* _Work instruction_
Continue the Lenten reflection on Adam's "yes" and Christ's "no" from the point where it ends.

February 19, 2026

The Holy Apostle Archippus. Day 4 of the Great Fast.
Abstention from meat and foods that contain these ingredients. According to liturgical prescriptions, the Divine Liturgy is not celebrated today.
Sixth Hour – Isaiah 2:11-21; Vespers – Genesis 2:4-19; Proverbs 3:1-19.

Read Genesis 2:4-19

Saying “no” increases your “yes.” Vasili Arkhipov was a Soviet submariner during the Cuban Missile Crisis in 1962. When his captain moved to launch a nuclear torpedo, Arkhipov’s consent was required before launch. Under extreme stress to consent, he replied with a firm “no.” That split-second restraint likely prevented a nuclear exchange.
 
Had Adam only said “no” to temptation, then he who “became a living soul” and was given power to name the beasts of the earth (Gen. 2:7; cf. 2:19) would have lived in communion with Life itself. Alas, he chose the easy “yes” and became a “natural” man: a mere recipient of life, a perishable entity. St. Paul takes up this thread and completes the contrast in 1 Cor. 15:45: “The first man Adam became a living being”; “the last Adam became a life-giving spirit.” Christ’s firm “no” to temptation clears the way for the New Adam to become the pattern for the new humanity: not merely living, but life-giving; not perishable, but imperishable.

* _Source information_
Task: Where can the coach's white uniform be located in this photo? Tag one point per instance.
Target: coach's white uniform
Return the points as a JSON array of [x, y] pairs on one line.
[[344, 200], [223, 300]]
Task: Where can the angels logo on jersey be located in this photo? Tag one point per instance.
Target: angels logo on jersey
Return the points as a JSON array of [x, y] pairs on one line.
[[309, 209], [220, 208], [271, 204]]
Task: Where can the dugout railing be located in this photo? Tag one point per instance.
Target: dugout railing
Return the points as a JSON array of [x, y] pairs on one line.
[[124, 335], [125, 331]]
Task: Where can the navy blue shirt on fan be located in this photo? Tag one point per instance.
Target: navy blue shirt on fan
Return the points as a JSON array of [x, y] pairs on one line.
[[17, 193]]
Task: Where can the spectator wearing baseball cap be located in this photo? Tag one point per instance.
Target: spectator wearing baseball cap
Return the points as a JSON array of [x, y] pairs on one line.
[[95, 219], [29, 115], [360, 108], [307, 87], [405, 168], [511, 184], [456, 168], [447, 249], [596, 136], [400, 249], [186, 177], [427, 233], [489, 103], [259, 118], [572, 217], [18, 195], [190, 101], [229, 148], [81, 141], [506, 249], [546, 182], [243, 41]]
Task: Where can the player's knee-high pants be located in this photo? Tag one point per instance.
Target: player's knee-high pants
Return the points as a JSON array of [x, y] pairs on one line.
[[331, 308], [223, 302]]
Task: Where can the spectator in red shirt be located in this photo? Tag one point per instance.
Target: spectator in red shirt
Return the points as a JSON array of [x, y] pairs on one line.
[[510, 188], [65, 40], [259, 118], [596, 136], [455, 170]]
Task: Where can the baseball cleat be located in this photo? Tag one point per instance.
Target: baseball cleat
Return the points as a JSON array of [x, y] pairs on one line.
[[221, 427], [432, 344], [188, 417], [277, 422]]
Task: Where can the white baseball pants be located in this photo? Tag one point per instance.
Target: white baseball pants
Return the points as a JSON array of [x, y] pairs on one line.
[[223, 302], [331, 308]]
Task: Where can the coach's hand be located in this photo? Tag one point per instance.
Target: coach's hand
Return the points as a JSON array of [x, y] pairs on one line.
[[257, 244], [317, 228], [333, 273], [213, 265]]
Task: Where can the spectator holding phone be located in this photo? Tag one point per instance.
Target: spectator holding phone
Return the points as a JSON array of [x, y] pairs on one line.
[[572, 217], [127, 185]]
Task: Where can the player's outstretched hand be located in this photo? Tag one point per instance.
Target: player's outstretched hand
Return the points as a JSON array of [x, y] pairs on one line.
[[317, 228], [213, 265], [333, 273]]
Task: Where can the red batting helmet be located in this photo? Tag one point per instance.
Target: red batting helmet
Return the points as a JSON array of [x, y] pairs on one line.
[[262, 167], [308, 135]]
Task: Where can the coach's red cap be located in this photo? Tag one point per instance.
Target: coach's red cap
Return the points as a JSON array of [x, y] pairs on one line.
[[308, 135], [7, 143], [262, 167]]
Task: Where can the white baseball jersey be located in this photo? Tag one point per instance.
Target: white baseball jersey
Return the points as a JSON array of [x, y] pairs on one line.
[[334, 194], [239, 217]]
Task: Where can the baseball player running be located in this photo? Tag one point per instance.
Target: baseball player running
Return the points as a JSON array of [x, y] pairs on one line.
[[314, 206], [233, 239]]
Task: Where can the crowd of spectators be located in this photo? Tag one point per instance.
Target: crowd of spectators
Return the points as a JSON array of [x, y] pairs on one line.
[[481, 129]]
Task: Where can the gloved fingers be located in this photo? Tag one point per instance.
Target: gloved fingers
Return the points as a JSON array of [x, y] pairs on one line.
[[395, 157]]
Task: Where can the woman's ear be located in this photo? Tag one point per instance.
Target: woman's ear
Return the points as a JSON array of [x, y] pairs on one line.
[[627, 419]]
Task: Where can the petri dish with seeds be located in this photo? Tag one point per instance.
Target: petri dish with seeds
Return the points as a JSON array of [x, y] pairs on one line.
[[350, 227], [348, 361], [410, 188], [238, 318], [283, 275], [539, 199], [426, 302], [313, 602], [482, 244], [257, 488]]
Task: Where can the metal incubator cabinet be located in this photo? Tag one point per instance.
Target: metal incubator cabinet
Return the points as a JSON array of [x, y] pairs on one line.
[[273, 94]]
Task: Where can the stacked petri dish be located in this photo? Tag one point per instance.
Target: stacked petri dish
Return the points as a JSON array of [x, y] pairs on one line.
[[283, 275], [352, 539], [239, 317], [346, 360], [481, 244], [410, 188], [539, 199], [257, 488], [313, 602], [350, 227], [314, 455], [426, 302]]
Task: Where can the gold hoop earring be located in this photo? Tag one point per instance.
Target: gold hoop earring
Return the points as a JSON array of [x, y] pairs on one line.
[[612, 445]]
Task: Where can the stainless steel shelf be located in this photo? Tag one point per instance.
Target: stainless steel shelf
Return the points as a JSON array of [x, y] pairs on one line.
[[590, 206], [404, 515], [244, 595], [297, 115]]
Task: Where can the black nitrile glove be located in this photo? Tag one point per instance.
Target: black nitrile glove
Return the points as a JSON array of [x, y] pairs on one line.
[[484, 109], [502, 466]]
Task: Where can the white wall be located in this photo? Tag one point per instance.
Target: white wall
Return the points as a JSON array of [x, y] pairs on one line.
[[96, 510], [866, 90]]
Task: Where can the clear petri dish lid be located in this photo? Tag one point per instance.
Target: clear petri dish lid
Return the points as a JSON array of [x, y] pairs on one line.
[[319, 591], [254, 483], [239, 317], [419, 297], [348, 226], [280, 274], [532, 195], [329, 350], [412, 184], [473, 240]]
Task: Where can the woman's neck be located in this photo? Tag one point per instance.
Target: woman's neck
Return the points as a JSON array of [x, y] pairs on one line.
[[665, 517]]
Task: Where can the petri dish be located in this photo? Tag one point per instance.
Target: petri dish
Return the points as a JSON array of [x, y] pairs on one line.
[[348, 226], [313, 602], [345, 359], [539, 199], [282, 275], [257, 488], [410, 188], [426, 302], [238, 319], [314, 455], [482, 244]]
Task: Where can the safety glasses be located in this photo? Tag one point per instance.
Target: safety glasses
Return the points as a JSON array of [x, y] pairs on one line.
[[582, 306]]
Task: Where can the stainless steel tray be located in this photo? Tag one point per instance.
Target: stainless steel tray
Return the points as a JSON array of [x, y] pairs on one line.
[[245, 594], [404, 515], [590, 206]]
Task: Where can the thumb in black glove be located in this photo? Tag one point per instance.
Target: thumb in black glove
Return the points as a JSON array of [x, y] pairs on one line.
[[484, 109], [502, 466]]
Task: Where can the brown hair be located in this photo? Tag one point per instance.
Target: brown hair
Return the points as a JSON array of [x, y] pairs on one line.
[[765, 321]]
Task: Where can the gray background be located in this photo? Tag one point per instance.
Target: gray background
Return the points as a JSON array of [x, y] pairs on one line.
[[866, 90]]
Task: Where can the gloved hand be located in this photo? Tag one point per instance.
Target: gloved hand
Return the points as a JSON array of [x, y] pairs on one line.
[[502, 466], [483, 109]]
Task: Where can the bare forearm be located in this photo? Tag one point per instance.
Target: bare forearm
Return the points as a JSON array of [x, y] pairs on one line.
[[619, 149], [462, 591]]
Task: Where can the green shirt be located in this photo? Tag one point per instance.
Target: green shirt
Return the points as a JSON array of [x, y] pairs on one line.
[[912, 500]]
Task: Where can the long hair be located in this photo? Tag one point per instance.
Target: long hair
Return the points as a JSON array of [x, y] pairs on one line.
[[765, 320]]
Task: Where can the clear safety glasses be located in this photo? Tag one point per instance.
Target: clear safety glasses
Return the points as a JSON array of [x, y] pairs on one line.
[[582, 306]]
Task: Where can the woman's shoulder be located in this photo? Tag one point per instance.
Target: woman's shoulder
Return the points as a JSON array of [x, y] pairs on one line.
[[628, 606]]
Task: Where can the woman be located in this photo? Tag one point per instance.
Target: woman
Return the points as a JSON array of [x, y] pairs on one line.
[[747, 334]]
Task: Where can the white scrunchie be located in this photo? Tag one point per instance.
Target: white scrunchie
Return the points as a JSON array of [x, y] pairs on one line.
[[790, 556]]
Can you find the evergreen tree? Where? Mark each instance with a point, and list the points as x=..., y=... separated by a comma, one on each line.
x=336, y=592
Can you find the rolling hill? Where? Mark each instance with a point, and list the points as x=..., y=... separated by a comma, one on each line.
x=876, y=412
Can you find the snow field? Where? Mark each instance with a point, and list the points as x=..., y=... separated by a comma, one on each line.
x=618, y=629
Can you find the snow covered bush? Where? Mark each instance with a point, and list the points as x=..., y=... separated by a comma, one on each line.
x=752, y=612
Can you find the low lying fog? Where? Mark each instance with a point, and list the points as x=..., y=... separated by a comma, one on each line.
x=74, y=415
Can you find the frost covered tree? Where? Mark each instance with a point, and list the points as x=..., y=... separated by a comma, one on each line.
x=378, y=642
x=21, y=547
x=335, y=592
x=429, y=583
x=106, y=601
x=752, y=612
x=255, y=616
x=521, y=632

* _Response to the exercise_
 
Had Christ’s humanity, like Adam’s before Him, said “yes” to Satan’s temptations, there would have been a cosmic meltdown. All would have been lost. But it took one man, under extreme stress in a garden, to say “no” to the lie that happiness is found in one’s own will. By that sacrificial “no” to self and “yes” to God, the New Adam inherits the right to give the redeemed “a white stone, with a new name written on the stone” (Rev. 2:17).
 
In the days of the Great Fast we choose between a hard no to self and an easy yes to the Tempter. Every “no” to weakness frees us for the great “yes”: to be joined to the Imperishable One on that Last Day. No?